(Задание):
Перепишите фрагмент документа от «Общественная дискриминация женщины» до «общиной дома злоумышленника.» включительно и замените в нем «злоумышленника» на «похитителя».

(Фрагмент документа):
-----
Общественная дискриминация женщины сглаживалась на территории ее домохозяйства, граница которого очерчивала то пространство, где она обретала более высокий правовой статус. Согласно Полицкому статуту, "если женщина кинулась на кого-либо с кулаками, имея на то причину или по вине мужчины, а он избил бы ее до ее порога, то за это ничего не платит. Если мужчина ударил бы чью-либо жену, сестру или дочь, то платил бы в два раза больше, если дело происходило в ее доме или дворе. Ассоциация "женщина - дом" отчетливо выступает в статье, предусматривающей в качестве адекватного наказания за умыкание девушки разрушение общиной дома злоумышленника.

Столь прямолинейного ограничения жизненного пространства женщины ее домом далматинские городские статуты не знают. В судебных разбирательствах по конкретным делам также не отмечается какой-либо дифференциации в наказании за рукоприкладство в доме и вне его. И дело не в том, что здесь дом, семья, брак не рассматривались в качестве традиционных сфер деятельности женщины. Но, видимо, здесь защитительная функция родственного коллектива как бы переходила на городскую коммуну, и "домашняя" сфера перекрывалась городской хозяйственной сферой. Вероятно поэтому всякие предпринимательские усилия женщины как помощницы мужа в его хозяйственных и торговых операциях или ее собственная экономическая инициатива, которая все же в конечном счете работала на благоденствие семьи и потомства, не считались предосудительными, а в общественном мнении даже поощрялись, поскольку увеличивали социальный престиж семьи.
-----
(Исходный материал):

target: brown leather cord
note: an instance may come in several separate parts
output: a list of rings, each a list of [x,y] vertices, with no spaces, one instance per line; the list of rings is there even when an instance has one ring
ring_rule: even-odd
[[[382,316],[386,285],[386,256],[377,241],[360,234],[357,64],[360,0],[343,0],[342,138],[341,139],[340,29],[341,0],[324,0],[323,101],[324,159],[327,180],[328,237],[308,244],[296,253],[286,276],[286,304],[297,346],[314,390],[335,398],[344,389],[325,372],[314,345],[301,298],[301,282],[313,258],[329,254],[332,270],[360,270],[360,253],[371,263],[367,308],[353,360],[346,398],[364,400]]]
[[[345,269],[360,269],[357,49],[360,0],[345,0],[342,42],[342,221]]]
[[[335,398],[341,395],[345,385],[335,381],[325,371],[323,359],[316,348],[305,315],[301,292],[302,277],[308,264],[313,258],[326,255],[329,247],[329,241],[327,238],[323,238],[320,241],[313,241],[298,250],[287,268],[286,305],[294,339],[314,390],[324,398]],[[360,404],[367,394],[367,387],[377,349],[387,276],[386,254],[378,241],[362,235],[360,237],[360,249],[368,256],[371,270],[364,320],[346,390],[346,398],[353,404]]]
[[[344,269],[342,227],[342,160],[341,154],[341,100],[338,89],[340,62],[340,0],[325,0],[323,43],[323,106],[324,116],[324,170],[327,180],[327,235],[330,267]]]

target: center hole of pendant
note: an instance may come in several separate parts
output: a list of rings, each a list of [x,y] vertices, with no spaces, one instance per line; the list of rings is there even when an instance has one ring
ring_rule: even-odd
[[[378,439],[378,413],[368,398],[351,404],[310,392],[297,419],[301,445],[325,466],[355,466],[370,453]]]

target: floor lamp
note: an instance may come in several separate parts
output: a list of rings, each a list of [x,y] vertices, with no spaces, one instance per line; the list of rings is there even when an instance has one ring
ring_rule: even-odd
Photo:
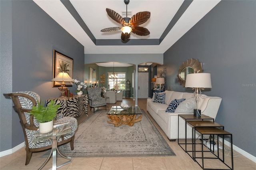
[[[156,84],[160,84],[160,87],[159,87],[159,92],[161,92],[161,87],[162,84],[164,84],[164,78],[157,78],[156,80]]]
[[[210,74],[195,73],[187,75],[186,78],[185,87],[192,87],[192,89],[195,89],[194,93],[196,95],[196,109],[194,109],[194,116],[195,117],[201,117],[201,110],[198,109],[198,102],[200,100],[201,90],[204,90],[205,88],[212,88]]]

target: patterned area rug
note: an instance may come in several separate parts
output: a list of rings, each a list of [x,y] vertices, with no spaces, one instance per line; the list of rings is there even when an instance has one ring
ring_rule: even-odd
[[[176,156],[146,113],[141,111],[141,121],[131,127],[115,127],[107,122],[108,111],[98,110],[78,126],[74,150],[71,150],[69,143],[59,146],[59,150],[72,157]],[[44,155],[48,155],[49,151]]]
-----
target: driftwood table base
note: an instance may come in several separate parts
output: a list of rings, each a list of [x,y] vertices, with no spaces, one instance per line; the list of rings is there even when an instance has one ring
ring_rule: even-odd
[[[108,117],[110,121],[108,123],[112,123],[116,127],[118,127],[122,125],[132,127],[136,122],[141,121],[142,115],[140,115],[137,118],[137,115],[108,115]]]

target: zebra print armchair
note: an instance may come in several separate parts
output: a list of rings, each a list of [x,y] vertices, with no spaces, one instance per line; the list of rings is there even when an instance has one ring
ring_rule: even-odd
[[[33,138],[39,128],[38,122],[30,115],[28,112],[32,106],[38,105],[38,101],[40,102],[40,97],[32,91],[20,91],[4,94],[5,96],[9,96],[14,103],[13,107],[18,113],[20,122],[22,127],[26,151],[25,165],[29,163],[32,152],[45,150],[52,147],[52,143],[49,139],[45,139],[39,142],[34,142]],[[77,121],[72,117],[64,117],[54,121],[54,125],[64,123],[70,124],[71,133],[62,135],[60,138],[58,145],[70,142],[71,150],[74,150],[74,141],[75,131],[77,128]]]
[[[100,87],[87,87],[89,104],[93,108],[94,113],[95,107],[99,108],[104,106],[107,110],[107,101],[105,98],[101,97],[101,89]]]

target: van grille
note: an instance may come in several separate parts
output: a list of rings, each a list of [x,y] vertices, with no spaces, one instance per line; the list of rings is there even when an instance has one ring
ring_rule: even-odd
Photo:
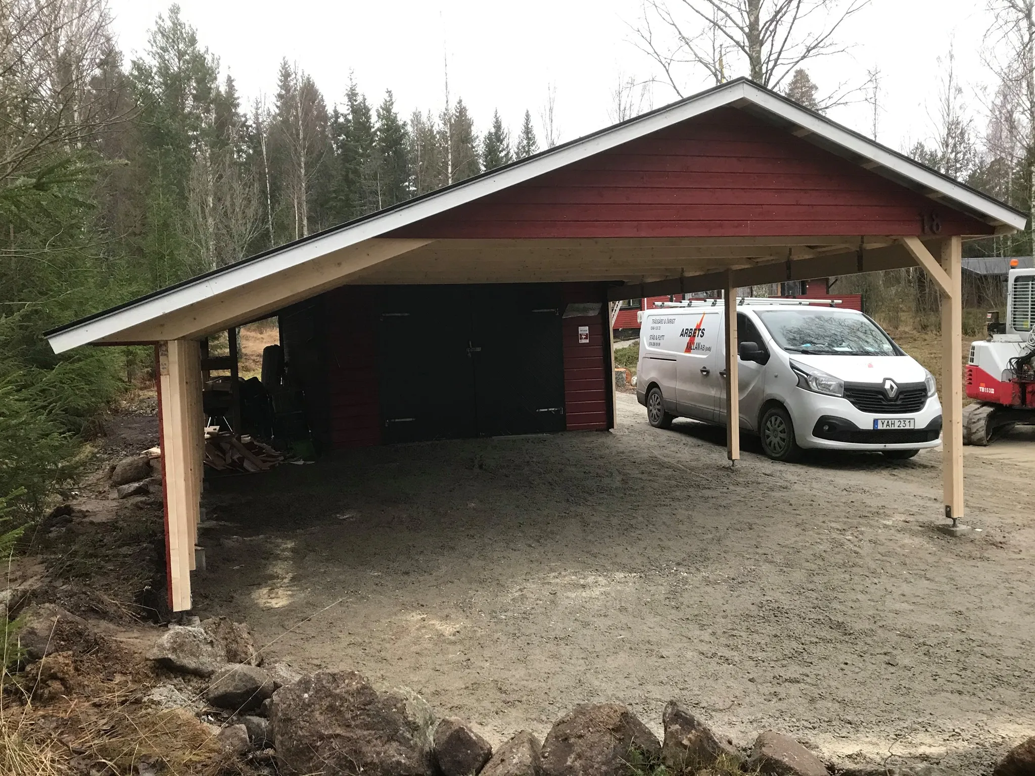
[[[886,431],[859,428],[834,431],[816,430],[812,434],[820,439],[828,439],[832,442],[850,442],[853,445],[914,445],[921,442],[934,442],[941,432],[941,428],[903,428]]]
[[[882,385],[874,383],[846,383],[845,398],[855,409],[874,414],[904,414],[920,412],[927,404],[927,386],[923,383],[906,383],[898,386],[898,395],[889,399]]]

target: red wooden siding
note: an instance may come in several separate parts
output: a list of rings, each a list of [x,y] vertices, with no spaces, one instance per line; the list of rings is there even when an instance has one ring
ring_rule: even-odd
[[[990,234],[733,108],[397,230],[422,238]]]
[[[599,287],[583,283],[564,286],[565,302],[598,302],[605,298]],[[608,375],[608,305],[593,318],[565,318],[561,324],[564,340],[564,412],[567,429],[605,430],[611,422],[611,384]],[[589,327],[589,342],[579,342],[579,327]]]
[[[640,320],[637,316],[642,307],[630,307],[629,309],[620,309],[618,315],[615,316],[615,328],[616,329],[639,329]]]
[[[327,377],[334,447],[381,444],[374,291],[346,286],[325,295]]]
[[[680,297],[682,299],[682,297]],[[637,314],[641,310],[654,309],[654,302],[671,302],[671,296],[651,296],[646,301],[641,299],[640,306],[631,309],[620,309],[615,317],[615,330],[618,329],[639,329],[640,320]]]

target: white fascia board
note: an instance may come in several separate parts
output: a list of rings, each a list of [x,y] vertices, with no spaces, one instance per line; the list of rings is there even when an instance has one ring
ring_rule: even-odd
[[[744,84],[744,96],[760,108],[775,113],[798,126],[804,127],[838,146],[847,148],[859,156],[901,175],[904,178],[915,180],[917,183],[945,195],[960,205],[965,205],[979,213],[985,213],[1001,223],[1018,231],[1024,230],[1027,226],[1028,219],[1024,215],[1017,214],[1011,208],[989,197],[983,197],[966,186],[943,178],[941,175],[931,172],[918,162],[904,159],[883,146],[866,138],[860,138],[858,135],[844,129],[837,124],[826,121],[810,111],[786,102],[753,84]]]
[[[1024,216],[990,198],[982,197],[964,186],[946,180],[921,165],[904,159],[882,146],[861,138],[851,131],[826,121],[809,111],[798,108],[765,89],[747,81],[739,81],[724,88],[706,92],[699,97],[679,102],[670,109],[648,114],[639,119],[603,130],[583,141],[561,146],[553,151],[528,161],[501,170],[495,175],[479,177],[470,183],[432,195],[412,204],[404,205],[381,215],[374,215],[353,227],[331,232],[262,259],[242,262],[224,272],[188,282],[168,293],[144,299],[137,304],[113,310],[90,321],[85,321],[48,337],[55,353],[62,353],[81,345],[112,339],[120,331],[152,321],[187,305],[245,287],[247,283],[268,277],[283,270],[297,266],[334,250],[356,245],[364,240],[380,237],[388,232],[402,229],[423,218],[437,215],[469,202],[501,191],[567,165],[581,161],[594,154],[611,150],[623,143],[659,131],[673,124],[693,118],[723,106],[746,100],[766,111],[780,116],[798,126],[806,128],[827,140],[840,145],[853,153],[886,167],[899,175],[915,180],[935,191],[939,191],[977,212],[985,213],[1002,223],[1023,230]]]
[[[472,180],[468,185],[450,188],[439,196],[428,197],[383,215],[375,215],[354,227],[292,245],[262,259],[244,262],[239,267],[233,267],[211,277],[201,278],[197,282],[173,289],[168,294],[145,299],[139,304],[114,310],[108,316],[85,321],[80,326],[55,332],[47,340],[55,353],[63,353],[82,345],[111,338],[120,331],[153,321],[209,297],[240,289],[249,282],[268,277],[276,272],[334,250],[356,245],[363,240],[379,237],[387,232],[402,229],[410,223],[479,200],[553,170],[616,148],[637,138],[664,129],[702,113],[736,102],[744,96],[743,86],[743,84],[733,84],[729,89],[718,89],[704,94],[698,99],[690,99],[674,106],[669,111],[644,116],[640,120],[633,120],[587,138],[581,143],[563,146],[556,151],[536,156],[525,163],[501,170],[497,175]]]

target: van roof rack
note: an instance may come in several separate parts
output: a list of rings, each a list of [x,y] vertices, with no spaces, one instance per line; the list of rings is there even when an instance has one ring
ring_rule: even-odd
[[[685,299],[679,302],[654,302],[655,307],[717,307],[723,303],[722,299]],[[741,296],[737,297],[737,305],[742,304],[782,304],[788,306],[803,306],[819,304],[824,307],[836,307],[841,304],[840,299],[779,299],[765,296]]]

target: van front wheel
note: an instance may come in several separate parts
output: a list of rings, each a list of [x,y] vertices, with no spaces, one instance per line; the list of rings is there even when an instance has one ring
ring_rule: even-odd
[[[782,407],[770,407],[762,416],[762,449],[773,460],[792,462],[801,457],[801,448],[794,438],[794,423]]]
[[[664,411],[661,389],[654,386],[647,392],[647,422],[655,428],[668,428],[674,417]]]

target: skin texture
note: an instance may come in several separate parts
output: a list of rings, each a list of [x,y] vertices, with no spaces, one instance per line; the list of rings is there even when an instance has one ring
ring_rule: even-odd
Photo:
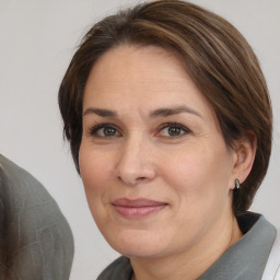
-----
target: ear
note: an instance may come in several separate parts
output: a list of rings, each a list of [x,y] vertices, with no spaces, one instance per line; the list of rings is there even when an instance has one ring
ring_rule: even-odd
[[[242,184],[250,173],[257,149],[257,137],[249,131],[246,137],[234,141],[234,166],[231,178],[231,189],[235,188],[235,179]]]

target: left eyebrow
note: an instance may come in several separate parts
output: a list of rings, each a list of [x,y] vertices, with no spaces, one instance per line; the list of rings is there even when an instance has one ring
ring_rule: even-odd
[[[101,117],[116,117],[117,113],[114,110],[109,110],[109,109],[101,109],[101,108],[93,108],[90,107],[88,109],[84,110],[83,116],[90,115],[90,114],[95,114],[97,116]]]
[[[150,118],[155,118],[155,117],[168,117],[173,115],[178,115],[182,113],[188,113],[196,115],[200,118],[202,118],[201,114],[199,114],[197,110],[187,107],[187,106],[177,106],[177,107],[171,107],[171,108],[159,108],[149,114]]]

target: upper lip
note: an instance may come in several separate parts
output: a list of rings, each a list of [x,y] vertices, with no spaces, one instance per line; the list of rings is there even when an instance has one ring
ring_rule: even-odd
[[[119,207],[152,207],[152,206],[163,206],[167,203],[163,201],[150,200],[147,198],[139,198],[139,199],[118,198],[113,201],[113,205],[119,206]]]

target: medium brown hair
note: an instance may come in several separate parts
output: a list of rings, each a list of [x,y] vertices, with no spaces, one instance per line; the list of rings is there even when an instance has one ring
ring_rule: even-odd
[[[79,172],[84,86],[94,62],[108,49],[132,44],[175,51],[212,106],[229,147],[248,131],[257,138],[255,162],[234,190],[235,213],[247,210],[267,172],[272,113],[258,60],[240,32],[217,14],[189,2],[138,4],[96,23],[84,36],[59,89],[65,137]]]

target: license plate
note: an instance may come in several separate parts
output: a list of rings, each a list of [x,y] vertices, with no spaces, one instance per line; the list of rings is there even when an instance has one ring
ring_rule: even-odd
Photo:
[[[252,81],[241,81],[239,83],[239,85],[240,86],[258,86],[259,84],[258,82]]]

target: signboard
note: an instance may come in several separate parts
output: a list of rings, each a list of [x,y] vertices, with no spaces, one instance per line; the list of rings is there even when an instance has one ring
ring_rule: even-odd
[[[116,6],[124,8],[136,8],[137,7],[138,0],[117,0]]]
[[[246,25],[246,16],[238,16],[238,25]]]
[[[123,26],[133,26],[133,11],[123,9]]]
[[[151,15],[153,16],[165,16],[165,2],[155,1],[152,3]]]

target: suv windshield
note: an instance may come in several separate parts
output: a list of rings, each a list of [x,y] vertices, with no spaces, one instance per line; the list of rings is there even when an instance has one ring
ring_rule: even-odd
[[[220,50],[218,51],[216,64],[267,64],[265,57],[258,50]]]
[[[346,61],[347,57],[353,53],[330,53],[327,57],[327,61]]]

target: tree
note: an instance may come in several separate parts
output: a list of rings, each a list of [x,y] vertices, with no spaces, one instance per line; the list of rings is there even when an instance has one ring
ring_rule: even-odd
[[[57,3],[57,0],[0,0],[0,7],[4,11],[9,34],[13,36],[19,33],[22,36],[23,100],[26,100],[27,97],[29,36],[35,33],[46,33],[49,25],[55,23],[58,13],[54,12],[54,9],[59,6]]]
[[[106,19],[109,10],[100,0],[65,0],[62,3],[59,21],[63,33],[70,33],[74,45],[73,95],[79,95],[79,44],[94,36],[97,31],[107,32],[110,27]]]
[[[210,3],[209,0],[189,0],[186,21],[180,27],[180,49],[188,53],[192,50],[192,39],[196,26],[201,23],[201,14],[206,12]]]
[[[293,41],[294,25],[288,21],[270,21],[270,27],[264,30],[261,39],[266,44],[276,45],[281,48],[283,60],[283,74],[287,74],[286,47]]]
-----
(Результат):
Общественная дискриминация женщины сглаживалась на территории ее домохозяйства, граница которого очерчивала то пространство, где она обретала более высокий правовой статус. Согласно Полицкому статуту, "если женщина кинулась на кого-либо с кулаками, имея на то причину или по вине мужчины, а он избил бы ее до ее порога, то за это ничего не платит. Если мужчина ударил бы чью-либо жену, сестру или дочь, то платил бы в два раза больше, если дело происходило в ее доме или дворе. Ассоциация "женщина - дом" отчетливо выступает в статье, предусматривающей в качестве адекватного наказания за умыкание девушки разрушение общиной дома похитителя.